DO THIS: Extract every line of the records below that contains the string "flag". Case counts, so match upper and lower case letters exactly.

DATA EXCERPTS:
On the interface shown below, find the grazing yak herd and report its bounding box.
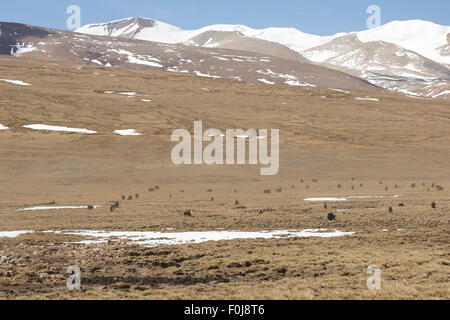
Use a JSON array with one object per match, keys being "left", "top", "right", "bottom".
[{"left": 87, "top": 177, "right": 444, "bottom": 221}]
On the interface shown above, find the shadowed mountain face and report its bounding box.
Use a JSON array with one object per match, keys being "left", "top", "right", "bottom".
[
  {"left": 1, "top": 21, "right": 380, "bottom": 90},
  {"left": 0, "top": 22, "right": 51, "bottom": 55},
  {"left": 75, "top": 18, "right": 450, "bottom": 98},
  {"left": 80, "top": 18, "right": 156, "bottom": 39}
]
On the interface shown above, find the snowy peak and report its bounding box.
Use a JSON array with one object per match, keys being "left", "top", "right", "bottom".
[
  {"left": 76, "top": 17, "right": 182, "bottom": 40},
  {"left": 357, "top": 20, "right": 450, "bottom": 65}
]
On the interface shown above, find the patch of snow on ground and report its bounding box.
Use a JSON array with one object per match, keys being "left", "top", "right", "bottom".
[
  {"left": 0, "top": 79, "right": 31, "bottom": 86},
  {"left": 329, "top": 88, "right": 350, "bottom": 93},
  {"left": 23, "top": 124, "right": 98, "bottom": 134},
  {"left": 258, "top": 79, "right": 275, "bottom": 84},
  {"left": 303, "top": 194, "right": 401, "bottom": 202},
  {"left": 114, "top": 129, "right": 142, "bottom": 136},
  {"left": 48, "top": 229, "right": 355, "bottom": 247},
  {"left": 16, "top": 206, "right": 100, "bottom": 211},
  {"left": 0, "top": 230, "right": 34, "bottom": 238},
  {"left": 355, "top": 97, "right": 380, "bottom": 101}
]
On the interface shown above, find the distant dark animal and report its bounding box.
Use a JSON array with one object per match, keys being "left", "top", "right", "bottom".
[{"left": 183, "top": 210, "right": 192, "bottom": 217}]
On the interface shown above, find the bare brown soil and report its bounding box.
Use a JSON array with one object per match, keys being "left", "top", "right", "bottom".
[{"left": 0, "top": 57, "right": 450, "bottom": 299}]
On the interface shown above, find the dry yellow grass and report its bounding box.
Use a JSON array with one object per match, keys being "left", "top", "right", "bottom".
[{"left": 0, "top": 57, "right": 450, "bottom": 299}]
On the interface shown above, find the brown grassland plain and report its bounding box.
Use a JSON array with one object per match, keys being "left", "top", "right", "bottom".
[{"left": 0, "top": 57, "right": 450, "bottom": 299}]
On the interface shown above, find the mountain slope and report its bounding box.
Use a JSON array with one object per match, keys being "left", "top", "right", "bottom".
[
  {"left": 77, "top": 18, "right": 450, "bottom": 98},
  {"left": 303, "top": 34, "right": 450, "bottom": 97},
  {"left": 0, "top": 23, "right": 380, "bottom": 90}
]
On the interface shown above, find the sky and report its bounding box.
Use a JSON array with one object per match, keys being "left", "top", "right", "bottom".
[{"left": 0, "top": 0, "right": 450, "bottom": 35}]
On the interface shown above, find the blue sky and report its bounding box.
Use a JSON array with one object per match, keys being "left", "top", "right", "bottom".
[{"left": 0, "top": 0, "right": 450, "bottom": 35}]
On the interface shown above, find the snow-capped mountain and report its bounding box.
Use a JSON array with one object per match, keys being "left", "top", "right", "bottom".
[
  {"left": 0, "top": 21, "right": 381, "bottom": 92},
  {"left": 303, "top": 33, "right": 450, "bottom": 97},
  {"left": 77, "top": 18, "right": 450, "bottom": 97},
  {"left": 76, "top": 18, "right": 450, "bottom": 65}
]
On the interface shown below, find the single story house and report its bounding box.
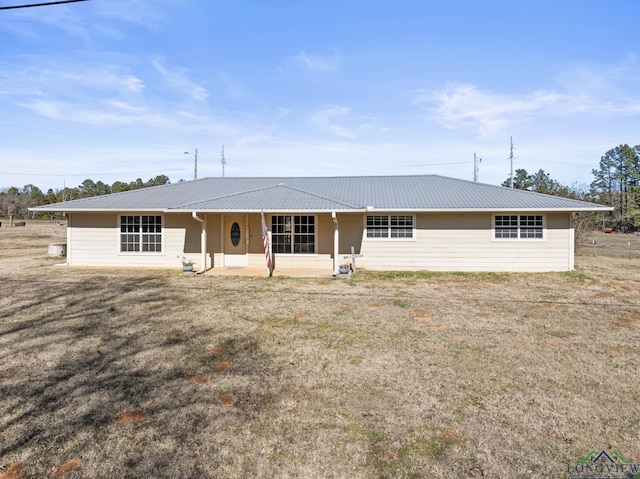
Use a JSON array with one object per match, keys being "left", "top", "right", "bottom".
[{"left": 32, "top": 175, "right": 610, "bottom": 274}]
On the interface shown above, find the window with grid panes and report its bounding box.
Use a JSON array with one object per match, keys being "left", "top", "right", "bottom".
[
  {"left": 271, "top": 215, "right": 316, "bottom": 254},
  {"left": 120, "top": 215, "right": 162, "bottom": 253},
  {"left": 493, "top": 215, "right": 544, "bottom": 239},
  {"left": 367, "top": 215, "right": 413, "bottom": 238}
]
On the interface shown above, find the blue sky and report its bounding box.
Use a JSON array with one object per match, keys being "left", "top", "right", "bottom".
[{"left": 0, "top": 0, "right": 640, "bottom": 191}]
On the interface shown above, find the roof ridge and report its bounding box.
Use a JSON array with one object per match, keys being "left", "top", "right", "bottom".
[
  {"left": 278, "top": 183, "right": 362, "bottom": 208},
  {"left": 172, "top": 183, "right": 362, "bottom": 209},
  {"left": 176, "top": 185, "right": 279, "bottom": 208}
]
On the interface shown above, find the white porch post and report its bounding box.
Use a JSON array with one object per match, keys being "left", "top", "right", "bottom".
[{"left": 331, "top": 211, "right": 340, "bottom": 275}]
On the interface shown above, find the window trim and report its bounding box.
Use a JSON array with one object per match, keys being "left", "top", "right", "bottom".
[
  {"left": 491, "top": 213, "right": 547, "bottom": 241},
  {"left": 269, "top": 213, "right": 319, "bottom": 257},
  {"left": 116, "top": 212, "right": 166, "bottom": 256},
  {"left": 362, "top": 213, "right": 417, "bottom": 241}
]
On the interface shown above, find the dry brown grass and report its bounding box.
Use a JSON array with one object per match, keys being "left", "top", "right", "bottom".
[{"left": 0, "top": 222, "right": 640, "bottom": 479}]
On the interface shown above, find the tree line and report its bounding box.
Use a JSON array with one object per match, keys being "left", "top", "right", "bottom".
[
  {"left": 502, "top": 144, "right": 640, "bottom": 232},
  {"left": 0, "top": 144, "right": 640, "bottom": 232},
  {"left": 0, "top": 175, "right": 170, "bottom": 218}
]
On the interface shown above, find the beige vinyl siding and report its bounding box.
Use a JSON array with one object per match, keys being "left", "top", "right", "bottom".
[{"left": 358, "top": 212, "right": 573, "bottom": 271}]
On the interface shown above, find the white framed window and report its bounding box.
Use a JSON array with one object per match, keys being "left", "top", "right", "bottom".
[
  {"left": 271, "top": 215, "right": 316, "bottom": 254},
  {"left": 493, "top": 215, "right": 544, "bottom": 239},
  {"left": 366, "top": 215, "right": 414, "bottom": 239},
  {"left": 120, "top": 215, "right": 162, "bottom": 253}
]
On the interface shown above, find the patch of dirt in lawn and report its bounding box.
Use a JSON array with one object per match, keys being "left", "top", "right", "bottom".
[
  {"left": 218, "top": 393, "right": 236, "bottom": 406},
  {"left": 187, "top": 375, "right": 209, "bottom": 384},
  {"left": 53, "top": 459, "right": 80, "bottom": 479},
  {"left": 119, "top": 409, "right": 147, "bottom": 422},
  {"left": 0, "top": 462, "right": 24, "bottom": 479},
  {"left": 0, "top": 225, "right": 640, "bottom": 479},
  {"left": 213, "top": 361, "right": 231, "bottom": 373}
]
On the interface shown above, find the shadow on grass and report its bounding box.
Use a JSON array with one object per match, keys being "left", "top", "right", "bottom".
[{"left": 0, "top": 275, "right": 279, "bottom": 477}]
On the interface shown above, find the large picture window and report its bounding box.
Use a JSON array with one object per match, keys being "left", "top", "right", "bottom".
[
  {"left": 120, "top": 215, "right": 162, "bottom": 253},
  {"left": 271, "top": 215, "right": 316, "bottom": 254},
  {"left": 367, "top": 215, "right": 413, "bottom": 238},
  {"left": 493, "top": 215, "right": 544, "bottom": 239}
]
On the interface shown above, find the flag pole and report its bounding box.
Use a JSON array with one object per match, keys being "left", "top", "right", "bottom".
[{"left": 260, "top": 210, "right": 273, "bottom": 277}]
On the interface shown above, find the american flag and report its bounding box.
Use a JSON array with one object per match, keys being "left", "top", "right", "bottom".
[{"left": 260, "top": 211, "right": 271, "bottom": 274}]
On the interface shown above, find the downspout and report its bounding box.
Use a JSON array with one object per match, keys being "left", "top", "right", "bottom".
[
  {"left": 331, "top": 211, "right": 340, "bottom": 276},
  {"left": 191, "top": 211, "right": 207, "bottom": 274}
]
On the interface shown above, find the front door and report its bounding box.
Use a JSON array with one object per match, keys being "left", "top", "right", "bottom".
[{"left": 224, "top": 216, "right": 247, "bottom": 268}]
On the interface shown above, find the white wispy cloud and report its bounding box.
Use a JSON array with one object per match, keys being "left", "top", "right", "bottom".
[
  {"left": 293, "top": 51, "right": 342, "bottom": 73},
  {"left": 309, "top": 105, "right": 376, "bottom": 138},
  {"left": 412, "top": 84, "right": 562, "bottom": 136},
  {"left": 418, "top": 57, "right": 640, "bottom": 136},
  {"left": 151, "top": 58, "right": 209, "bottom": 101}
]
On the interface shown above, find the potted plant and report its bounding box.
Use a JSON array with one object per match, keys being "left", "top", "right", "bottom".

REPLY TO THE EXERCISE:
On the interface shown above, find the flag pole and report its bounding box.
On the interface shown above, find the american flag and report its bounding box.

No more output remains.